What you have to do: Continue the text on Kowloon Walled City, starting after its final sentence.

Article:
Kowloon Walled City was a largely ungoverned Chinese settlement in Kowloon, Hong Kong, comprising of 350 interconnected high-rise buildings where 33,000 residents lived within a plot measuring just 210 meter by 120 meter. Originally a Chinese military fort, the Walled City became an enclave after the New Territories were leased to Britain in 1898. Its population increased dramatically following the Japanese occupation of Hong Kong during World War II and reached a peak of 33,000 residents in 1987. When it was demolished in 1993-94, it was thought to be the most densely populated place on earth.
The roughly 350 buildings that stood inside the Walled City were built with poor foundations and few or no utilities. The construction was so dense that sunlight didn't filter down to the lower levels, which were lit by fluorescent lights. Because apartments were so small, space was maximized with wider upper floors, caged balconies, and rooftop additions. Roofs in the City were full of television antennas, clotheslines, water tanks, and garbage, and could be crossed using a series of ladders.

Information shown:

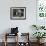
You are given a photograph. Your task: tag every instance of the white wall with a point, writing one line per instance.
(24, 25)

Exercise response:
The Walled City made an appearance in Robert Ludlum’s book The Bourne Supremacy in which he describes the city:
The Walled City of Kowloon has no visible wall around it, but it is as clearly defined as if there were one made of hard, high steel. It is instantly sensed by the congested open market that runs along the street in front of the row of dark run-down flats—shacks haphazardly perched on top of one another giving the impression that at any moment the entire blighted complex will collapse under its own weight, leaving nothing but rubble where elevated rubble had stood.
The history of the Walled City can be traced back to the Song Dynasty (960–1279), when an outpost was set up for the military to defend the area against pirates and to manage the production of Salt before eventually coming under British rule. During the Japanese occupation on Hong Kong in the Second World War parts of it were demolished to provide building materials for the nearby airport. Once Japan surrendered from the city, the population dramatically increased with numerous squatters moving in.
After a failed attempt to drive them out in 1948, the British adopted a 'hands-off' policy in most matters concerning the Walled City. With no government enforcement from the Chinese or the British save for a few raids by the Hong Kong Police, the Walled City became a haven for crime and drugs.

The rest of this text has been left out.